Task list:
- a) Answer these questions about the reinforcement learning text:
(i) At which step does the agent receive a non-zero reward?
(ii) In the AlphaGo research it mentions, what reward does the agent get for losing the game?
(iii) What kind of algorithms does the study use to maximize the expected return?
- b) Can you rewrite the records from the line holding "Target: fried potato slice" through the end of the records, inclusive, as a Markdown table with the columns Row and Line? Number the rows and leave out blank lines.
>> Start Text to read
The goal of RL is to maximize the expected return, where the return is a function of the reward sequence. However, based on the reward setting in Eq. (1), the agent will only receive a non-zero reward at the terminal step. This is inspired by the AlphaGo research where the agent only receives a non-zero reward when the game ends: r = 1 if the agent wins the game; r = −1 if the agent loses the game. In this study, policy gradient algorithms are used to maximize the expected return, which directly optimizes a parametrized policy via gradient descent. Concretely, for a policy πθ(a|s) parametrized by θ, the change of parameter after each episode (sampling a full trajectory \({{{\mathcal{T}}}}\)) is given by43

$${\Delta}\theta = \frac{\partial }{{\partial \theta }}\left( {\mathop {\sum }\limits_{t = 1}^T \log \pi _\theta \left( {{{{\mathbf{a}}}}_t{{{\mathrm{|}}}}{{{\mathbf{s}}}}_t} \right)} \right){\Bbb E}_{\tau \sim {\Bbb P}_\theta \left( \tau \right)}\left[ {\mathop {\sum }\limits_{t = 1}^T r\left( {{{{\mathbf{s}}}}_t} \right)} \right]$$
(4)
>> End Text to read
>> Start Records provided
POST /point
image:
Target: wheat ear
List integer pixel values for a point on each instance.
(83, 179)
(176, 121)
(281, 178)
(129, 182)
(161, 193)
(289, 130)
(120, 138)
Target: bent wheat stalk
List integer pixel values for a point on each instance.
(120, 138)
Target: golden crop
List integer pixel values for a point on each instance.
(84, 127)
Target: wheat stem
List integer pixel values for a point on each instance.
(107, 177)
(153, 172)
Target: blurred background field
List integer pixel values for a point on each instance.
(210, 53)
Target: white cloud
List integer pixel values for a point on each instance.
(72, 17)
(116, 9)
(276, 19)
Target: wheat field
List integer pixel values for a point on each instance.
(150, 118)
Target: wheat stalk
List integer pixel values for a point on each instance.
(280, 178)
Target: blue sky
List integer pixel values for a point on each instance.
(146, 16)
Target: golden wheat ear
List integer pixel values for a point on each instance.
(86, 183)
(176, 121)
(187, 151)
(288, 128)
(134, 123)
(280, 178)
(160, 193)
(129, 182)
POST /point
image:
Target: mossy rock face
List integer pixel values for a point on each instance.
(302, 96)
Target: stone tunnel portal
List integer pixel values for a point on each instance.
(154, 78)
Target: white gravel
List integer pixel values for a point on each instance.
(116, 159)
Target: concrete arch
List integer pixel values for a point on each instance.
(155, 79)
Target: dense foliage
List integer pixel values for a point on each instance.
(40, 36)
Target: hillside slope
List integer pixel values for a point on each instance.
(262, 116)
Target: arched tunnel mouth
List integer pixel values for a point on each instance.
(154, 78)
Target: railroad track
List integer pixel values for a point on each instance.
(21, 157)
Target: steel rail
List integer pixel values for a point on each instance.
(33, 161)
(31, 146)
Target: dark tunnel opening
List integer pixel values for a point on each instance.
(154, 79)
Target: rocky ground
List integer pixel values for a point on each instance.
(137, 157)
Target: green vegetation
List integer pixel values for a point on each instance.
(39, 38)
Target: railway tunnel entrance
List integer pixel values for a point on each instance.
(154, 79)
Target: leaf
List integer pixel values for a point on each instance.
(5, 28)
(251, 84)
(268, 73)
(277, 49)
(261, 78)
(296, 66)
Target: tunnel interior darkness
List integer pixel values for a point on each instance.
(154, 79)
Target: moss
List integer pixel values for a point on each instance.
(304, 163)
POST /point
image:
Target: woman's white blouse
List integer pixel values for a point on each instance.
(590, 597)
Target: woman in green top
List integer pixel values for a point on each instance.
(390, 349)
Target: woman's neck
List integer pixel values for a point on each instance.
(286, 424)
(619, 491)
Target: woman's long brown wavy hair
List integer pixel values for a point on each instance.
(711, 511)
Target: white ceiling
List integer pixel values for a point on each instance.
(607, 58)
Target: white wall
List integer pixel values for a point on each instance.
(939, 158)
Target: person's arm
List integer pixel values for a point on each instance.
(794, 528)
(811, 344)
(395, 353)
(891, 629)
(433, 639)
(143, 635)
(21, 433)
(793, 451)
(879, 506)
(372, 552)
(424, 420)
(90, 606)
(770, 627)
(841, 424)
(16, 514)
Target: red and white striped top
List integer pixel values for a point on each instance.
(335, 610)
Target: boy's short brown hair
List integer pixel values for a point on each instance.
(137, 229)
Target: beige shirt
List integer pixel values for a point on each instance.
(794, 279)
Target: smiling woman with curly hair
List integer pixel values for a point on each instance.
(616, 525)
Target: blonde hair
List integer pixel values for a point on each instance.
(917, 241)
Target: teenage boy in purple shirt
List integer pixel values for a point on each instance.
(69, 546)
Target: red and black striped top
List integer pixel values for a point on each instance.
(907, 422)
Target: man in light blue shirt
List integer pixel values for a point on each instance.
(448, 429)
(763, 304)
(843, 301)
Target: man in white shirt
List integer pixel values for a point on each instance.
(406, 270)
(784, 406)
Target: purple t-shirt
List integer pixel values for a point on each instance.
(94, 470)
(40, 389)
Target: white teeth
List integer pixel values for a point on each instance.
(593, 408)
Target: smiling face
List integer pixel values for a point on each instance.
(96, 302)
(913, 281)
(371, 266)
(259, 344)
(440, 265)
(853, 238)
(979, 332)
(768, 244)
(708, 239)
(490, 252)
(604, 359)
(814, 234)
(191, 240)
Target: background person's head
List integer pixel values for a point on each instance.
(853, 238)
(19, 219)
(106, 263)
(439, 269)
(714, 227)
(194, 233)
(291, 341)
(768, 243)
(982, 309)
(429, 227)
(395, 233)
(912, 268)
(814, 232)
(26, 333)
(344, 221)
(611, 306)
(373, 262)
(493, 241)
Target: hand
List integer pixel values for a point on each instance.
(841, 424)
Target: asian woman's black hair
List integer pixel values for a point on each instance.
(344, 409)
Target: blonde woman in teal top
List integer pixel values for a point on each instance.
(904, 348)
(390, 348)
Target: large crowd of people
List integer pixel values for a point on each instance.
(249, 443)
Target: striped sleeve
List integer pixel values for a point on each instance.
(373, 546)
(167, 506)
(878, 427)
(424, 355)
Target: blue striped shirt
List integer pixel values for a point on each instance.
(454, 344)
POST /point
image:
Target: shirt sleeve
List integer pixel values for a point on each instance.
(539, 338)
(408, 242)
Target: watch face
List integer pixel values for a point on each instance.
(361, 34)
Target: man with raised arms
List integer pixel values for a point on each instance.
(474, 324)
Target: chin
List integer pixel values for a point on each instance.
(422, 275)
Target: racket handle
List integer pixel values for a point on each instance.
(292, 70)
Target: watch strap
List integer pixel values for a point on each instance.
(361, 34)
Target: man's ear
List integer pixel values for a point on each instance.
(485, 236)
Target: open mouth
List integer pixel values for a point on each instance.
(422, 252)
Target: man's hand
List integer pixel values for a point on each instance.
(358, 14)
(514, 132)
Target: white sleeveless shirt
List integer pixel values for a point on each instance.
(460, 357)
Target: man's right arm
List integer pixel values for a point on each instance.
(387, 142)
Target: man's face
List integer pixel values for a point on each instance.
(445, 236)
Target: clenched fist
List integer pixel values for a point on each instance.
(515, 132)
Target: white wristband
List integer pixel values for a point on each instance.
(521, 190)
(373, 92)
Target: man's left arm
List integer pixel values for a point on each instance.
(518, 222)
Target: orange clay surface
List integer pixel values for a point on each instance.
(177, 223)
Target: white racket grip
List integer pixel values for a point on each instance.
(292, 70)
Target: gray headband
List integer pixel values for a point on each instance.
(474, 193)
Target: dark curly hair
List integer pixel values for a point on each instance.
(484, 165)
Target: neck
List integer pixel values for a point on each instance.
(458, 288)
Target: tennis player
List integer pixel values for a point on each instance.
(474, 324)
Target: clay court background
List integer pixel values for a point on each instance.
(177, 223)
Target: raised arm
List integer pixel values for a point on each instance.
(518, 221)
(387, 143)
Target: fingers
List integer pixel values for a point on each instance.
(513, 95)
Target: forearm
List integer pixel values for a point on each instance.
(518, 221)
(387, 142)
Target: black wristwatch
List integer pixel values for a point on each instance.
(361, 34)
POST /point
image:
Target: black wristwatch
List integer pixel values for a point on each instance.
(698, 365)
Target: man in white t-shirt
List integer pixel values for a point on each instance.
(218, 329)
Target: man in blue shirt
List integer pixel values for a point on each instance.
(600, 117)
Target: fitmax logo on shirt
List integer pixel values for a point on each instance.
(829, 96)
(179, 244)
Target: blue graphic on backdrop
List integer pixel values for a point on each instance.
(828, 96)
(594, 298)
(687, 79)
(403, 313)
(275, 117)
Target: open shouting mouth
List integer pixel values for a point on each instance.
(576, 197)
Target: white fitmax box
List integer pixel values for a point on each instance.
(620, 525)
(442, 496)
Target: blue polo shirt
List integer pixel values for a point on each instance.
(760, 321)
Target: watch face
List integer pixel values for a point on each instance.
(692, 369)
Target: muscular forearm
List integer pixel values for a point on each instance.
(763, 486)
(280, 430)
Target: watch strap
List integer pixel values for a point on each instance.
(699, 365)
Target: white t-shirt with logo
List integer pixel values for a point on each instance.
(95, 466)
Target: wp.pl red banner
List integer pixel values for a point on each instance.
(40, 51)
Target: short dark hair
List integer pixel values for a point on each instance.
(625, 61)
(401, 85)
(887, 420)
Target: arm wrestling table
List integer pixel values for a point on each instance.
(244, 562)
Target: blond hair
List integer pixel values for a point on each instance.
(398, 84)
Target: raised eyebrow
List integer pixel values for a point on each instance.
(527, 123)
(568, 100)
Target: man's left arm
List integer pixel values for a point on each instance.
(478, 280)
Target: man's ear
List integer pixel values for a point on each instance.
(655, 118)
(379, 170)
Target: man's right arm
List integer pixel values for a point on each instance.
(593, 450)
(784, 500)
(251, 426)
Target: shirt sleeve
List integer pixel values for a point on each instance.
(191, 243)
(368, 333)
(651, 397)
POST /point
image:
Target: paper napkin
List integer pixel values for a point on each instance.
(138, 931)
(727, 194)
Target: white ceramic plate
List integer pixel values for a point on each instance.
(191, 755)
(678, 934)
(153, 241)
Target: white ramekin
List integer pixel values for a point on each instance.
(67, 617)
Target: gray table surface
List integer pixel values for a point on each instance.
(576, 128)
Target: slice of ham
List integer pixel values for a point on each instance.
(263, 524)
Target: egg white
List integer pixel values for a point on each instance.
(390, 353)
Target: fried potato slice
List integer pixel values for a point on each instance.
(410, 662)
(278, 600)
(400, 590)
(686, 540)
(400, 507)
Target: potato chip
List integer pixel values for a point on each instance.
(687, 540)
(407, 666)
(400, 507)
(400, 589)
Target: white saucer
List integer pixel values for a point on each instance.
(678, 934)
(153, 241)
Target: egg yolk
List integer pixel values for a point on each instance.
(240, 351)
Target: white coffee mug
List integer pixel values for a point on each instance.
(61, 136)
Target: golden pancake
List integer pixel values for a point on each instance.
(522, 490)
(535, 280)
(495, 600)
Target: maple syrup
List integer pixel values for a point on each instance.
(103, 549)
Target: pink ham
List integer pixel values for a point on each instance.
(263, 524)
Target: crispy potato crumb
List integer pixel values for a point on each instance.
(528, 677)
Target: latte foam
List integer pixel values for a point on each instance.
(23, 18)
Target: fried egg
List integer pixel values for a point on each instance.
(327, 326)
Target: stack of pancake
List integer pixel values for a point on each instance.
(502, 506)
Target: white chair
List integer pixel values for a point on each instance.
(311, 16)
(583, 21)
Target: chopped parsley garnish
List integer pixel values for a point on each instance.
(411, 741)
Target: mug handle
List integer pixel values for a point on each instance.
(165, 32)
>> End Records provided
Answer list:
- a)
(i) At the terminal step.
(ii) r = −1.
(iii) Policy gradient algorithms.

- b)
| Row | Line |
|---|---|
| 1 | Target: fried potato slice |
| 2 | List integer pixel values for a point on each instance. |
| 3 | (410, 662) |
| 4 | (278, 600) |
| 5 | (400, 590) |
| 6 | (686, 540) |
| 7 | (400, 507) |
| 8 | Target: potato chip |
| 9 | List integer pixel values for a point on each instance. |
| 10 | (687, 540) |
| 11 | (407, 666) |
| 12 | (400, 507) |
| 13 | (400, 589) |
| 14 | Target: white saucer |
| 15 | List integer pixel values for a point on each instance. |
| 16 | (678, 934) |
| 17 | (153, 241) |
| 18 | Target: egg yolk |
| 19 | List integer pixel values for a point on each instance. |
| 20 | (240, 351) |
| 21 | Target: white coffee mug |
| 22 | List integer pixel values for a point on each instance. |
| 23 | (61, 136) |
| 24 | Target: golden pancake |
| 25 | List integer pixel values for a point on each instance. |
| 26 | (522, 490) |
| 27 | (535, 280) |
| 28 | (495, 600) |
| 29 | Target: maple syrup |
| 30 | List integer pixel values for a point on each instance. |
| 31 | (103, 549) |
| 32 | Target: pink ham |
| 33 | List integer pixel values for a point on each instance. |
| 34 | (263, 524) |
| 35 | Target: crispy potato crumb |
| 36 | List integer pixel values for a point on each instance. |
| 37 | (528, 677) |
| 38 | Target: latte foam |
| 39 | List integer pixel values for a point on each instance. |
| 40 | (23, 18) |
| 41 | Target: fried egg |
| 42 | List integer pixel values for a point on each instance. |
| 43 | (327, 326) |
| 44 | Target: stack of pancake |
| 45 | List integer pixel values for a point on each instance. |
| 46 | (502, 506) |
| 47 | Target: white chair |
| 48 | List integer pixel values for a point on each instance. |
| 49 | (311, 16) |
| 50 | (583, 21) |
| 51 | Target: chopped parsley garnish |
| 52 | List integer pixel values for a point on each instance. |
| 53 | (411, 741) |
| 54 | Target: mug handle |
| 55 | List integer pixel values for a point on each instance. |
| 56 | (165, 32) |